▶ [Requirement 1]: Copy from the passage on learning from LLMs, word for word, starting with "Where I’ve struggled" and going on through "learning the topic.".
▶ [Requirement 2]:
Answer these questions from the passage on learning from LLMs:
(a) What three small bounded problems does the writer mention using LLMs for?
(b) What subject did the writer use as a test of a new LLM?
(c) According to the writer, what did that test work for, and what did it not work for?
▶ [Requirement 3]: Translate this sentence from the passage on learning from LLMs into Spanish: "Where I’ve struggled is in using it to learn something complicated."

▶ [Selected excerpt]:
──────
After a lot of flailing, I’ve finally found a method of learning from ChatGPT (or other LLMs) that’s helpful for complex subjects.
In the past few years, I’ve gotten a lot of use from LLMs for small bounded problems. It’s been great if I have a compiler error, or need to know some factoid about sharks, or just want to check an email for social niceties before I send it.
Where I’ve struggled is in using it to learn something complicated. Not just a piece of syntax or a fact, but a whole discipline. For a while, my test of a new LLM was to try to learn about beta-voltaic batteries from it. This was interesting, and I did learn a bit. The problem was that I felt adrift and didn’t know how to go past a few responses to dig into what really mattered in the physics of the topic. It worked as a test of the LLM, but not for learning the topic.
──────
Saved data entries
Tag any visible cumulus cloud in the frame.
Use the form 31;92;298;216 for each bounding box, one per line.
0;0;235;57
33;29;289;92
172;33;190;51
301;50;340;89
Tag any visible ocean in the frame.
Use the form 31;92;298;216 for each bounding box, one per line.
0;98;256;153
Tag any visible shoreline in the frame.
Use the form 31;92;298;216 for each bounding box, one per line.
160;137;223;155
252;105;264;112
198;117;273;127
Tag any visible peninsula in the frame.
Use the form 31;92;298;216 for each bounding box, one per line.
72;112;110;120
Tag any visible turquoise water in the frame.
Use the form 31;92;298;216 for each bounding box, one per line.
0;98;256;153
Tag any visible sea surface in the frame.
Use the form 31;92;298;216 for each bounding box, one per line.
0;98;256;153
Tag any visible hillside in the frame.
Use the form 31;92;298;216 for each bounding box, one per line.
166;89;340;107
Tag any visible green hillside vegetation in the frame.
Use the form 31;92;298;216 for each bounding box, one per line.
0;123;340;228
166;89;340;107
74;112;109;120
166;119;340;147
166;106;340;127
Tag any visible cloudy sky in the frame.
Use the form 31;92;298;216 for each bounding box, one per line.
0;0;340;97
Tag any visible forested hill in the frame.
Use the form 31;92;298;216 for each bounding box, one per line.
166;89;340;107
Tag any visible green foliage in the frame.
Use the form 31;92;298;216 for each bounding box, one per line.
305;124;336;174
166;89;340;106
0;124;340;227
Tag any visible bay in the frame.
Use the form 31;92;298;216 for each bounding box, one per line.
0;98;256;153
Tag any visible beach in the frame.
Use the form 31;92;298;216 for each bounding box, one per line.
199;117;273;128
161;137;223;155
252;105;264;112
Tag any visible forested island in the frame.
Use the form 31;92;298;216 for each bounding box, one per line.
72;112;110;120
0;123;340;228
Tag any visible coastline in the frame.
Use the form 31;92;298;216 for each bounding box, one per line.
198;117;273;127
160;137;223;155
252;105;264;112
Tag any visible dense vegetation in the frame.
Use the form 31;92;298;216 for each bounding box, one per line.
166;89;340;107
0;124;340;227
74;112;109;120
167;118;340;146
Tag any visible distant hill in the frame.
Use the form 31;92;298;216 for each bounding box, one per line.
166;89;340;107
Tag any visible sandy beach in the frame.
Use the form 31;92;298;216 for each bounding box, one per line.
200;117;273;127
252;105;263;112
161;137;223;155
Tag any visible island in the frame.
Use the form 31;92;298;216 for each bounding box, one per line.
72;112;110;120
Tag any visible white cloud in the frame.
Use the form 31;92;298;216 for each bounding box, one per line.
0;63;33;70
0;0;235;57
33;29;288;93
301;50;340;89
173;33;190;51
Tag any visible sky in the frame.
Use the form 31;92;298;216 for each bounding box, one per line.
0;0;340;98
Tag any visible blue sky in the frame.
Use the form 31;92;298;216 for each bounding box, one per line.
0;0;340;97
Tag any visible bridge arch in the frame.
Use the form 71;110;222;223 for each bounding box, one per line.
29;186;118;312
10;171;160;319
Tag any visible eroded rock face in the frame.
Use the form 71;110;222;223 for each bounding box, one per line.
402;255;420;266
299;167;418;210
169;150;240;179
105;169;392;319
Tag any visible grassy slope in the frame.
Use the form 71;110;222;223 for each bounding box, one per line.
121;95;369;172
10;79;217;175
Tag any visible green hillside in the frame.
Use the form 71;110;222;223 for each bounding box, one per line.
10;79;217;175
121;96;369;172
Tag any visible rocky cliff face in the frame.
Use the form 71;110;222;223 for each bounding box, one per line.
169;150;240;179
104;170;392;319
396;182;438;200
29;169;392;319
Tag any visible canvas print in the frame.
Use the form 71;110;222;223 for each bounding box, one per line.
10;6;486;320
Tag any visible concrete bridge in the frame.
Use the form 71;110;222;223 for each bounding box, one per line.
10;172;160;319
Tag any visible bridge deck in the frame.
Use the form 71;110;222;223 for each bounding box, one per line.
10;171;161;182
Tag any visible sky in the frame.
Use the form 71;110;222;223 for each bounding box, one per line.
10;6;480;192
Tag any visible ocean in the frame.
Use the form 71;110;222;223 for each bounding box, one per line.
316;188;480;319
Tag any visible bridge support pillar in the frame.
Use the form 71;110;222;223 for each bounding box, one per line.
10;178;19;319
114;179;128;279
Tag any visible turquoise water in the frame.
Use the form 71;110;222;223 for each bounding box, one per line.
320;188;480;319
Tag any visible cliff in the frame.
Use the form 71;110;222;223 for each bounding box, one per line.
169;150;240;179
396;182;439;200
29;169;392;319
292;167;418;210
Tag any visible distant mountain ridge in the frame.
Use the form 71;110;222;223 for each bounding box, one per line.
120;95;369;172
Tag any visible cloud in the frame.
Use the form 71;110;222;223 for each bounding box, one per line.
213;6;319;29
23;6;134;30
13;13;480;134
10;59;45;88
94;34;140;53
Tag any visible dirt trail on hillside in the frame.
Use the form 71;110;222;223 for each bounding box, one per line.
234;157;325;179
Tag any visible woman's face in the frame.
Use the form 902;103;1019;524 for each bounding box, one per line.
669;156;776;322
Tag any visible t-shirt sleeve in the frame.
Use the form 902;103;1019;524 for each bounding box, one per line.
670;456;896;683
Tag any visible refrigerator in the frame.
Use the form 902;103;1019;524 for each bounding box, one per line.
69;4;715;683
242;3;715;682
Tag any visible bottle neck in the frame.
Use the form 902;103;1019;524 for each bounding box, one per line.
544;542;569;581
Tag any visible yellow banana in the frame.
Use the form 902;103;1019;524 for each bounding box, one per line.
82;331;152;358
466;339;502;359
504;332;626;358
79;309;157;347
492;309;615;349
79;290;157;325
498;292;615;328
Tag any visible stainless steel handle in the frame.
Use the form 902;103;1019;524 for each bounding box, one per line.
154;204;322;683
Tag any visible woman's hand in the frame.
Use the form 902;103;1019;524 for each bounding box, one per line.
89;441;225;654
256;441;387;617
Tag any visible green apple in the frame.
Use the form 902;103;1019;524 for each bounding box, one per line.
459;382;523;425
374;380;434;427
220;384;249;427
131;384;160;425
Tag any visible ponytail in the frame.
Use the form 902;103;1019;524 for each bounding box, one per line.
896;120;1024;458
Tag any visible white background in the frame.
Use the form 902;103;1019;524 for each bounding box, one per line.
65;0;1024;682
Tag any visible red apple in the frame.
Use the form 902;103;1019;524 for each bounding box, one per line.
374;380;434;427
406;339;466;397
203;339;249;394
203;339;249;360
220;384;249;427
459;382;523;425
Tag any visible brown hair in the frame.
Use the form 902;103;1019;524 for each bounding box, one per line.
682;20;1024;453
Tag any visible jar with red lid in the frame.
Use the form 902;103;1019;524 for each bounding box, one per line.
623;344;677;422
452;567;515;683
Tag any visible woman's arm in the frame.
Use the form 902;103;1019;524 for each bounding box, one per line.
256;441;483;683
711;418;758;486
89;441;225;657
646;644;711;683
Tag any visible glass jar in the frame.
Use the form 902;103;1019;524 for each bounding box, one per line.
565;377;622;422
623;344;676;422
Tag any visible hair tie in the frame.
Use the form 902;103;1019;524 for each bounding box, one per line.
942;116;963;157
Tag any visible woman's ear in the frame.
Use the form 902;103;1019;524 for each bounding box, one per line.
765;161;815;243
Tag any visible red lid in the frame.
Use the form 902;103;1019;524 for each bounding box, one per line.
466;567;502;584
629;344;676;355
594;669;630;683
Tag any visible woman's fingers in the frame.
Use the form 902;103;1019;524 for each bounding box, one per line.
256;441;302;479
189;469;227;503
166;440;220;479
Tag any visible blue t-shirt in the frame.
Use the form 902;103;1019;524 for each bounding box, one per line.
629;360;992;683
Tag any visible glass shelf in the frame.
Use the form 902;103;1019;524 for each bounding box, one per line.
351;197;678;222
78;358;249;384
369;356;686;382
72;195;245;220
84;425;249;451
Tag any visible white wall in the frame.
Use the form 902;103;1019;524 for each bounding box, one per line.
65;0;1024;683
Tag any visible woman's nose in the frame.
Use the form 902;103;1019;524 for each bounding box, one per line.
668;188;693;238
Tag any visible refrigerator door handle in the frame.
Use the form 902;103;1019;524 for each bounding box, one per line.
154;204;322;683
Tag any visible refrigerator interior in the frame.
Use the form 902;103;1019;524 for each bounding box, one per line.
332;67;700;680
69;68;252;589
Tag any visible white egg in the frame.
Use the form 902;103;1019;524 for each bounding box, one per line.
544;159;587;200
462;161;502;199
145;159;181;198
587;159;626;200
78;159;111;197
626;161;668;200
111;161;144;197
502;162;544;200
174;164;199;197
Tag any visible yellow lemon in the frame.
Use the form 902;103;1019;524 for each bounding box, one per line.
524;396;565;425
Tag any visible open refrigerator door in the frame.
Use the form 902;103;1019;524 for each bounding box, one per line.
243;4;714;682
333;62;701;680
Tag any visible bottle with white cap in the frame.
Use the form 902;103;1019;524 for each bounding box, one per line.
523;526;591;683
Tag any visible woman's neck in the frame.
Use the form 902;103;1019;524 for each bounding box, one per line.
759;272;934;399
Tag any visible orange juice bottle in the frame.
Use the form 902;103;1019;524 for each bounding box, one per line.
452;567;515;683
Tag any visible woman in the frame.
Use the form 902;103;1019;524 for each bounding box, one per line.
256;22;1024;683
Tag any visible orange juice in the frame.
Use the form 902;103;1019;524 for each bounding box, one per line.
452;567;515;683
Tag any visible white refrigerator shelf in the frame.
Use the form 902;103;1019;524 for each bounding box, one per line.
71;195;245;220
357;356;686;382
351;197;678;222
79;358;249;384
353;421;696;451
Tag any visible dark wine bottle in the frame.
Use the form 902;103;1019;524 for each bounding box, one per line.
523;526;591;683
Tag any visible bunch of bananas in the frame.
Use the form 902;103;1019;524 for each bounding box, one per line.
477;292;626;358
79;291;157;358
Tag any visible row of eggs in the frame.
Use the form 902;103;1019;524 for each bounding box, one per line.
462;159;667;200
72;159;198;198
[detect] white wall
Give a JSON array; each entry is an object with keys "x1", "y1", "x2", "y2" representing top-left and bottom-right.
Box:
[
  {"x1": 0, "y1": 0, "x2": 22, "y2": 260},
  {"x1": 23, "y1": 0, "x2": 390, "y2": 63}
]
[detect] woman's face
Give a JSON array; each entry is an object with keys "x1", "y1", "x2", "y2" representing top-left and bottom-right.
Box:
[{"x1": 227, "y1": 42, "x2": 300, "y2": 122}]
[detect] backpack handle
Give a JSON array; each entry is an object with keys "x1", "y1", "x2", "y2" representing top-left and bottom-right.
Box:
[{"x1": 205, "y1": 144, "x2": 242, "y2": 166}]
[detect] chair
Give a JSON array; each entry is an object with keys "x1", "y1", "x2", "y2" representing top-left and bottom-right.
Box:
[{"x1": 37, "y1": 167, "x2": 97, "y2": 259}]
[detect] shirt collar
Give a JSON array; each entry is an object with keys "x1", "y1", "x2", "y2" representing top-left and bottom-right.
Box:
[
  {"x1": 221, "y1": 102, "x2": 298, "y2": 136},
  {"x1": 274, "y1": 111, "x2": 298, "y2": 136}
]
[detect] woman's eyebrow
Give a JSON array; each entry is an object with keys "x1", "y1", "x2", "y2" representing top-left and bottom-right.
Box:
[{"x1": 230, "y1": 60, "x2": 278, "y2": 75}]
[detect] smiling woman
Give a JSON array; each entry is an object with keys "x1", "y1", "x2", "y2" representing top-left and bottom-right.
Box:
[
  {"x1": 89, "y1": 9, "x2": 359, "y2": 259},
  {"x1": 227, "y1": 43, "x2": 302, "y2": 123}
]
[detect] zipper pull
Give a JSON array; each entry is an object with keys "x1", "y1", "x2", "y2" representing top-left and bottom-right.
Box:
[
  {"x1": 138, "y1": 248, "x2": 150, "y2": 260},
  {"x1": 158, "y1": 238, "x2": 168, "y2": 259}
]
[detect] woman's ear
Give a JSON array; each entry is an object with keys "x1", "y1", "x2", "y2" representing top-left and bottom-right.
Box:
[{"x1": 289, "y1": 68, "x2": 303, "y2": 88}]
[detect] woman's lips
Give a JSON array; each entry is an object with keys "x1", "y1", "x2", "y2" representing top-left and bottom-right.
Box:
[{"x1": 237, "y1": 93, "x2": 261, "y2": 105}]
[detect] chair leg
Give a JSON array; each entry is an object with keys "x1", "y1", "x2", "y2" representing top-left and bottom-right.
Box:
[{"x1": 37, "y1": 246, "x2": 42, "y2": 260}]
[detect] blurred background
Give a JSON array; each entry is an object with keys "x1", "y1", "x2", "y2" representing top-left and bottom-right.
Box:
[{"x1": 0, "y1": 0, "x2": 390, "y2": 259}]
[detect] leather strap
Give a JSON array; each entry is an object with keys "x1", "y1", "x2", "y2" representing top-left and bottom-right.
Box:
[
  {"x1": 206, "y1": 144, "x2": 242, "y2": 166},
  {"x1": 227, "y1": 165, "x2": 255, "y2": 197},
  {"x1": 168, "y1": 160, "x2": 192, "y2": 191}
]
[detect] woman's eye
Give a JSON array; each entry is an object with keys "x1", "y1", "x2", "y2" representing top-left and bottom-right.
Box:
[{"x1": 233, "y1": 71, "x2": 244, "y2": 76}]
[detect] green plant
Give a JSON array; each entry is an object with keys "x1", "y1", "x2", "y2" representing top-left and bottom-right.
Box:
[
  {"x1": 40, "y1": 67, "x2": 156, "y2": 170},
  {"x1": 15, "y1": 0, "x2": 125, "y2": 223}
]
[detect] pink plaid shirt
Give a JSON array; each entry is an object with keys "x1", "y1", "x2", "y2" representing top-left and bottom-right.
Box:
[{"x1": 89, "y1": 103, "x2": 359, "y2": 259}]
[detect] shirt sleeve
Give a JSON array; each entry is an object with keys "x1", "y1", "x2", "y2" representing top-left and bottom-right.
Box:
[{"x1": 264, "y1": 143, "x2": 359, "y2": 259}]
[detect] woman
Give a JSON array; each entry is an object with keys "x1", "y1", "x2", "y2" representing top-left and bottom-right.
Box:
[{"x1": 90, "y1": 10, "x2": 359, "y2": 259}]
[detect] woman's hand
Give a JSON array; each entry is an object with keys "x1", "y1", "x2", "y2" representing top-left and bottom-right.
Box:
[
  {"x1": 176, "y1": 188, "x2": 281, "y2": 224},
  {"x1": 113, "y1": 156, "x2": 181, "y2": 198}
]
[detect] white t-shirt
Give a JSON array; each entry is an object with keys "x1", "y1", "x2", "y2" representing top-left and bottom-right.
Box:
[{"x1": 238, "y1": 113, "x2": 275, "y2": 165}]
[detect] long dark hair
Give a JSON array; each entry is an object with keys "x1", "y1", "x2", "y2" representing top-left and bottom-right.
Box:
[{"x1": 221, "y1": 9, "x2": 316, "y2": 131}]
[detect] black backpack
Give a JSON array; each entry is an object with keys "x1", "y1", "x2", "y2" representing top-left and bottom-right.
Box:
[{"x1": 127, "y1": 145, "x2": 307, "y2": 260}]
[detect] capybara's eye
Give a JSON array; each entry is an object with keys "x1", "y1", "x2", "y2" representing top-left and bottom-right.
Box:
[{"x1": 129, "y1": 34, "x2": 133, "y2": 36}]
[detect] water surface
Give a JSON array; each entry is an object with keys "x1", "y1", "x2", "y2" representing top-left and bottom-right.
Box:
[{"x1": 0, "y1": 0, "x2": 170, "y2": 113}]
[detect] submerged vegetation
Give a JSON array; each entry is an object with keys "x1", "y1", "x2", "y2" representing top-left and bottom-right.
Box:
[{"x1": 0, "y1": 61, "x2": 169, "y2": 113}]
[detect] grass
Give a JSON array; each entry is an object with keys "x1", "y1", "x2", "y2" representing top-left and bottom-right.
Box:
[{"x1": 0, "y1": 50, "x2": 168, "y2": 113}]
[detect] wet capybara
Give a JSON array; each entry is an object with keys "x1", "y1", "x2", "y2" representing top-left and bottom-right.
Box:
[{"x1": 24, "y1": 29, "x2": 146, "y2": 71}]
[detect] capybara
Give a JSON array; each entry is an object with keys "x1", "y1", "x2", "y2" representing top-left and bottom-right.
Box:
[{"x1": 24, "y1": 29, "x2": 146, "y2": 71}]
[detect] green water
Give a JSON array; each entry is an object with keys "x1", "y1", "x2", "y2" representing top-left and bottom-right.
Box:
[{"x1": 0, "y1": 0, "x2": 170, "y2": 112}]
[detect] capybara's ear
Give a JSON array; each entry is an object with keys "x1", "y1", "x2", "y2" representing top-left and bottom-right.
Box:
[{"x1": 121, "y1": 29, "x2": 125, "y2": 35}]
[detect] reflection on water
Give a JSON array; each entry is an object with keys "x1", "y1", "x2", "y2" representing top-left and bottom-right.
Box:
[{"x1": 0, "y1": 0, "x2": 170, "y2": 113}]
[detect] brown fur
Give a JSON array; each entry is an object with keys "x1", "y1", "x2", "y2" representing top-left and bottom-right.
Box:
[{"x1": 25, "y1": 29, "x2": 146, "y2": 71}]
──────
▶ [Exercise solution 1]:
Where I’ve struggled is in using it to learn something complicated. Not just a piece of syntax or a fact, but a whole discipline. For a while, my test of a new LLM was to try to learn about beta-voltaic batteries from it. This was interesting, and I did learn a bit. The problem was that I felt adrift and didn’t know how to go past a few responses to dig into what really mattered in the physics of the topic. It worked as a test of the LLM, but not for learning the topic.

▶ [Exercise solution 2]:
(a) A compiler error, a factoid about sharks, and checking an email for social niceties before sending it.
(b) Beta-voltaic batteries.
(c) It worked as a test of the LLM but not for learning the topic.

▶ [Exercise solution 3]: Donde he tenido dificultades es en usarlo para aprender algo complicado.